++++ RECORDS

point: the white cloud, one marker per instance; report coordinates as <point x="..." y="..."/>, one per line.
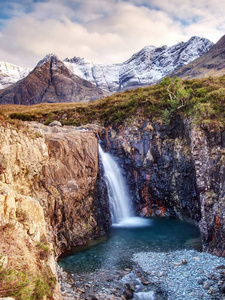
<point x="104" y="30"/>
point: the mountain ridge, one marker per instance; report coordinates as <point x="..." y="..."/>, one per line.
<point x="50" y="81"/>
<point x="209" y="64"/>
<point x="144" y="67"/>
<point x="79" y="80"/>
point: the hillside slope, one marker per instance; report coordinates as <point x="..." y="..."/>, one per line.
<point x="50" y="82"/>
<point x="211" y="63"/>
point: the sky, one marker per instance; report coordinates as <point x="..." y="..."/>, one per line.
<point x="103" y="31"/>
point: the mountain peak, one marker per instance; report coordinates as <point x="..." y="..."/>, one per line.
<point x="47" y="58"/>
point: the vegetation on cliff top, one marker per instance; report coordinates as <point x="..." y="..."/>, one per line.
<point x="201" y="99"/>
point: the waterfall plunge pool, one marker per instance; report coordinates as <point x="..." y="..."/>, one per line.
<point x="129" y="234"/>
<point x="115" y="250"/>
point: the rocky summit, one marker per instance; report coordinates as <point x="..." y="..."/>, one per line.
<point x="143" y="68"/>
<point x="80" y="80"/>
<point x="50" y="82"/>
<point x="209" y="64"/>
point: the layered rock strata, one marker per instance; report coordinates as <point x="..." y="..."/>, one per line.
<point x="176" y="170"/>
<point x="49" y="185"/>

++++++++
++++ RECORDS

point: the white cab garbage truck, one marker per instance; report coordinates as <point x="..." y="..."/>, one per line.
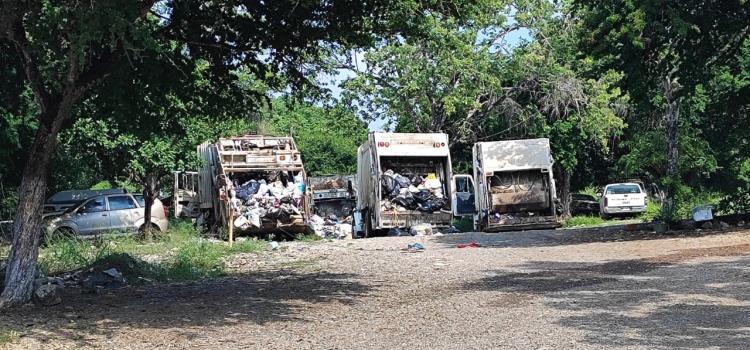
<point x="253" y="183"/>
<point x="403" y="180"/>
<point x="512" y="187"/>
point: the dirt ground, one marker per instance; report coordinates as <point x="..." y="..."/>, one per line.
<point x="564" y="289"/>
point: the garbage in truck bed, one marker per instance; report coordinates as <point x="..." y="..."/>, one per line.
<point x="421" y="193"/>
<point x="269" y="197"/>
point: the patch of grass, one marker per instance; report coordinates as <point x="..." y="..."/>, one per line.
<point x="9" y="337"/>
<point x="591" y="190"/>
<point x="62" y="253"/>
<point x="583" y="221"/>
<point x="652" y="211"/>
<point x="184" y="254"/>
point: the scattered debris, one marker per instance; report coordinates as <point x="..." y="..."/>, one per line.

++++++++
++++ RECORDS

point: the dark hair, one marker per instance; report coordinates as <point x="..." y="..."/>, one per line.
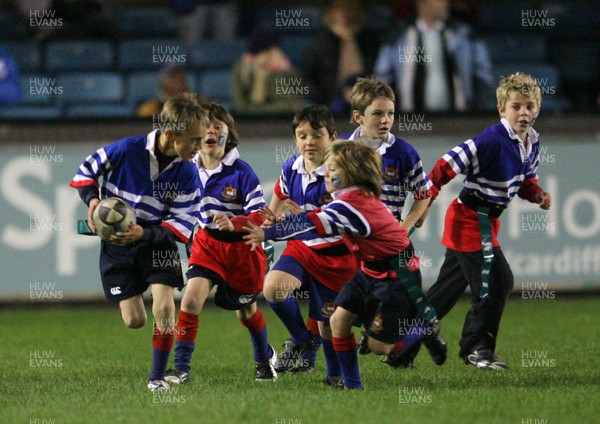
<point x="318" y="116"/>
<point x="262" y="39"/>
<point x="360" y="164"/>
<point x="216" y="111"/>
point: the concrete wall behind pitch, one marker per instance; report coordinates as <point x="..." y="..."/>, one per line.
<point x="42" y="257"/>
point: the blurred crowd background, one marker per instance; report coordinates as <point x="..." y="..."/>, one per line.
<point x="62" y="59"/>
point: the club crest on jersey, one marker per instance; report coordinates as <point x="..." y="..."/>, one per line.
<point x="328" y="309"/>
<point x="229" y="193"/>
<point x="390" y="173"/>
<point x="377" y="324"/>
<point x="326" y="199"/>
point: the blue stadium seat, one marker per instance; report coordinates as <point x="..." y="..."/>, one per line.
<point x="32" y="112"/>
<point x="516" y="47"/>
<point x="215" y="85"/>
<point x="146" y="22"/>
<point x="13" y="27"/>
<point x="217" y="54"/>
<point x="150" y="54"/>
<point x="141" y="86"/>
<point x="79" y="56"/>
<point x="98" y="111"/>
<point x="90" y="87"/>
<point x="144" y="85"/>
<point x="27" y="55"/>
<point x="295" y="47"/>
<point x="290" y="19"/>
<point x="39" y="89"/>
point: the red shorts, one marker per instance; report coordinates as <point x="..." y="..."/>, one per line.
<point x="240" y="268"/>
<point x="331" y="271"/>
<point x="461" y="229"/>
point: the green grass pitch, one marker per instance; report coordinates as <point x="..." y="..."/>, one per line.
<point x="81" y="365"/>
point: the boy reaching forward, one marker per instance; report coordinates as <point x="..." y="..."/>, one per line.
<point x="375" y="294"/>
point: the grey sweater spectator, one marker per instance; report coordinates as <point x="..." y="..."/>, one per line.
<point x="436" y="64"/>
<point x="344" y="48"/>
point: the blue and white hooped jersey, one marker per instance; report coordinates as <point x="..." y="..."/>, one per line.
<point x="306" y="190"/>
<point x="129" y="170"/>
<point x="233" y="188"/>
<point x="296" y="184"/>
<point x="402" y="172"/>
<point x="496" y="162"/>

++++++++

## WHAT IS NEEDED
Using the entries shown above, reproduce verbatim the lines from the line bearing "point: the patch" to the line bearing "point: the scattered", inclusive.

## SOLVED PROBLEM
point: the patch of grass, one marker per instance; report coordinates as <point x="..." y="..."/>, one per line.
<point x="9" y="337"/>
<point x="591" y="190"/>
<point x="62" y="253"/>
<point x="583" y="221"/>
<point x="652" y="211"/>
<point x="184" y="254"/>
point: the scattered debris, one marker per instance; report coordinates as <point x="..." y="..."/>, one per line.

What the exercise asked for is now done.